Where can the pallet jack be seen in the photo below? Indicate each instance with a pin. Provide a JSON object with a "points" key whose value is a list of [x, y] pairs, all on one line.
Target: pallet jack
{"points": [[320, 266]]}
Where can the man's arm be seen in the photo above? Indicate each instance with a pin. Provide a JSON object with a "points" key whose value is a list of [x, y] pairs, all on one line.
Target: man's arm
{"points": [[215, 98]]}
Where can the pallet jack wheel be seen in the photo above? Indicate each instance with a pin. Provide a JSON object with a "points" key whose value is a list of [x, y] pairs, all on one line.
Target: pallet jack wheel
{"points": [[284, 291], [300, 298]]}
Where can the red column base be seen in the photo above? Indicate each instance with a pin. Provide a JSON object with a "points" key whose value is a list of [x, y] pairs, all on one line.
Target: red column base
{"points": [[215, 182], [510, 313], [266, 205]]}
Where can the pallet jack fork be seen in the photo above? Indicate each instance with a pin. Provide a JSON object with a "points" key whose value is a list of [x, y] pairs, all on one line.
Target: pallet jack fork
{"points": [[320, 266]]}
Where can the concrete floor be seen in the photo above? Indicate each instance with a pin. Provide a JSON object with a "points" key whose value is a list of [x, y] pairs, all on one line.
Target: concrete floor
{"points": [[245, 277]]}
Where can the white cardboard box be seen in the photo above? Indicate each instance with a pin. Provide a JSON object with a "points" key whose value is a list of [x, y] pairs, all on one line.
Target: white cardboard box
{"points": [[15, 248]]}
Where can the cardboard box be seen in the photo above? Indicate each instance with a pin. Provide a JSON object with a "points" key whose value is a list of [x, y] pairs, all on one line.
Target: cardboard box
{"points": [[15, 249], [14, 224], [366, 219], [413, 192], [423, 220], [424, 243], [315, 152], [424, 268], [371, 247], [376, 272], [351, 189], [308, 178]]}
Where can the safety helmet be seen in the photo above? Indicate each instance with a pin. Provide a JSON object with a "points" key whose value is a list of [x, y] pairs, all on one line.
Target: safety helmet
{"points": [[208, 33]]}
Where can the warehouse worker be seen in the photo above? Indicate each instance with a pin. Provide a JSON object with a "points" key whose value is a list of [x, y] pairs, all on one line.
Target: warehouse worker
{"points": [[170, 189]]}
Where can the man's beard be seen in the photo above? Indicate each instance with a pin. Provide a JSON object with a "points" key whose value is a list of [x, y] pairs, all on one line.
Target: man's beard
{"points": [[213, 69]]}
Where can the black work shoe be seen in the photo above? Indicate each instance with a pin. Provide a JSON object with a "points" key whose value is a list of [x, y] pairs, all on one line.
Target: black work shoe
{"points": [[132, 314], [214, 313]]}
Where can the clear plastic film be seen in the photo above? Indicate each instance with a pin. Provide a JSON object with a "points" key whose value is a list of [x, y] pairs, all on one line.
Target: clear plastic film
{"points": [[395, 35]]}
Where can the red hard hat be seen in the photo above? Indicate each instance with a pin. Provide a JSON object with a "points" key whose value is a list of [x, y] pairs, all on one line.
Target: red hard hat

____________________

▶ _PROBLEM REQUIREMENTS_
Rewrite the lines above with every occurrence of "pallet jack" changed to "pallet truck", keeping everything else the same.

▶ _ANSWER FOR THIS EXERCISE_
Where can the pallet truck be seen in the photo below? Indicate each instance with a pin. Provide a JSON object with a "points" key whose value is a list of [x, y] pairs, all on one line.
Target: pallet truck
{"points": [[320, 266]]}
Where can the man's arm be seen in the photo above? Indicate each instance with a pin. Provide a JSON object with a "points" key whose value is a list of [x, y] pairs, all on one line.
Target: man's arm
{"points": [[215, 98]]}
Where can the pallet truck wheel be seen in the photo above? Indicate each instance with a pin. Provide a JSON object with a "points" key whose value is a list of [x, y] pairs, all on one line.
Target: pallet truck wheel
{"points": [[284, 291], [300, 298]]}
Where can the red column base be seen in the photo above? Indicate each instance with a pin. Provide a JSON object with a "points" key whose value is a list of [x, y] pairs, all on one line.
Target: red column base
{"points": [[215, 182], [510, 313], [266, 205]]}
Where can the pallet truck fork be seen in the photo above? Indicate each instance with a pin. Provide a JSON object with a "points" key whose value is a list of [x, y] pairs, all on one line.
Target: pallet truck fork
{"points": [[320, 266]]}
Where can the concrete floor be seen in the photo above? Indicate each instance with a pin. Provide a JSON object with a "points" key whose value is a list of [x, y] pairs, all on one line.
Target: concrete floor
{"points": [[245, 277]]}
Where can the white cardboard box be seen in the photo above? Indicate each instance with a pin. Provide a JSON object with a "points" key whose value is a list of [x, y] pairs, all on one line.
Target: white cardboard box
{"points": [[15, 248]]}
Where can the cardboard box be seen in the photo above? Indicate each instance with a pin. Provide a JSON object with a "points" key whose value is a list of [x, y] pairs, all on one line.
Target: cardboard box
{"points": [[15, 249], [14, 224], [366, 219], [413, 192], [423, 220], [424, 243], [315, 152], [424, 268], [371, 247], [376, 272], [351, 189], [308, 178]]}
Where can the safety helmet be seen in the photo above? Indicate each instance with a pin. Provide a JSON object with a "points" key whose value is a list of [x, y] pairs, all on one line.
Target: safety helmet
{"points": [[208, 33]]}
Where can the warehouse worker be seen in the photo above? Indicate each instance with a pin. Provide a JSON object with a "points" key whose value is a list of [x, y] pairs, all on one line.
Target: warehouse worker
{"points": [[170, 189]]}
Where can the man's beard be seen in the photo above? Indicate each instance with a pin. Provide a JSON object with a "points" key whose value is a list of [x, y] pairs, all on one line.
Target: man's beard
{"points": [[213, 69]]}
Where can the black work shoe be seen in the photo above? Indicate each instance with a pin. Provide a JSON object with a "points" key whose value is a list of [x, y] pairs, all on one line.
Target: black work shoe
{"points": [[132, 314], [214, 313]]}
Where can the clear plastic film be seen in the photo above? Indicate each instance with a pin. Provide a JSON object with a "points" key whose value is a list of [x, y] pairs, all on one line.
Target: clear plastic film
{"points": [[395, 35]]}
Where can the red hard hat be seen in the photo above? Indicate each instance with a pin. Provide a JSON object with a "points" key whose value is a list of [x, y] pairs, all on one line.
Target: red hard hat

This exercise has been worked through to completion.